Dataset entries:
━━━━━━━━━━

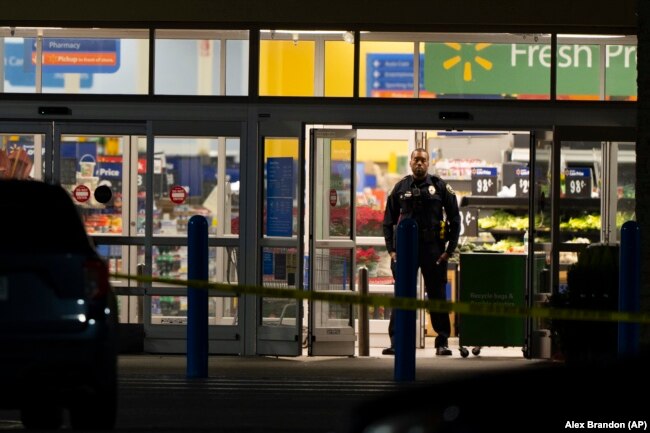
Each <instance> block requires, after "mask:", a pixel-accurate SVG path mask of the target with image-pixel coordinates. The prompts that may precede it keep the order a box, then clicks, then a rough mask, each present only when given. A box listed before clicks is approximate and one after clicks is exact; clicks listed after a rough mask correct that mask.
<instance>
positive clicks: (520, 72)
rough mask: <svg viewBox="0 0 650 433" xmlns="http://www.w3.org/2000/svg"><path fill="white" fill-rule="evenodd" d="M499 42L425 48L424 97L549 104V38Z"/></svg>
mask: <svg viewBox="0 0 650 433" xmlns="http://www.w3.org/2000/svg"><path fill="white" fill-rule="evenodd" d="M503 39H504V38H503V37H498V38H497V37H494V38H490V37H488V36H485V35H480V34H479V35H471V37H465V38H461V37H460V36H459V39H457V40H456V39H454V38H452V37H446V38H445V41H441V42H438V41H435V42H427V43H425V44H424V74H423V79H424V83H423V84H424V86H423V87H424V91H423V95H422V96H423V97H434V98H478V99H549V97H550V64H551V63H550V62H551V51H550V50H551V45H550V37H544V36H541V35H539V36H535V37H529V38H525V37H518V39H512V41H505V42H502V41H503ZM461 40H462V42H460V41H461Z"/></svg>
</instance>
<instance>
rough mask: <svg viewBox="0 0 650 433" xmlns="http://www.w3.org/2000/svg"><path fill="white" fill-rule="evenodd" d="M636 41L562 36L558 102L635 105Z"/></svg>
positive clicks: (636, 87)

━━━━━━━━━━

Transcribe every entry word for word, but omit the pictures.

Each <instance> block requires, after "mask:", a pixel-accurate SVG path mask of the target with image-pixel coordinates. The prompts that may precede it keep the order a box, then clicks, then a rough mask, each present only when given. A box listed before clicks is approximate and one after clicks is exact; clicks listed after a rough mask correct that mask.
<instance>
positive clicks: (520, 72)
rough mask: <svg viewBox="0 0 650 433" xmlns="http://www.w3.org/2000/svg"><path fill="white" fill-rule="evenodd" d="M499 42L425 48L424 97L549 104V38Z"/></svg>
mask: <svg viewBox="0 0 650 433" xmlns="http://www.w3.org/2000/svg"><path fill="white" fill-rule="evenodd" d="M503 39H504V38H503V37H498V38H497V37H494V38H490V37H488V36H485V35H480V34H479V35H471V37H465V38H461V37H460V36H459V39H457V40H456V39H454V38H452V37H446V38H445V41H441V42H438V41H435V42H427V43H425V44H424V74H423V79H424V83H423V84H424V86H423V87H424V91H423V95H422V96H423V97H434V98H478V99H549V97H550V64H551V63H550V62H551V51H550V50H551V45H550V37H544V36H541V35H539V36H535V37H529V38H525V37H518V39H512V41H505V42H502V41H503ZM461 40H462V42H460V41H461Z"/></svg>
</instance>
<instance>
rough mask: <svg viewBox="0 0 650 433" xmlns="http://www.w3.org/2000/svg"><path fill="white" fill-rule="evenodd" d="M636 41L562 36L558 102L635 105Z"/></svg>
positive clicks: (636, 87)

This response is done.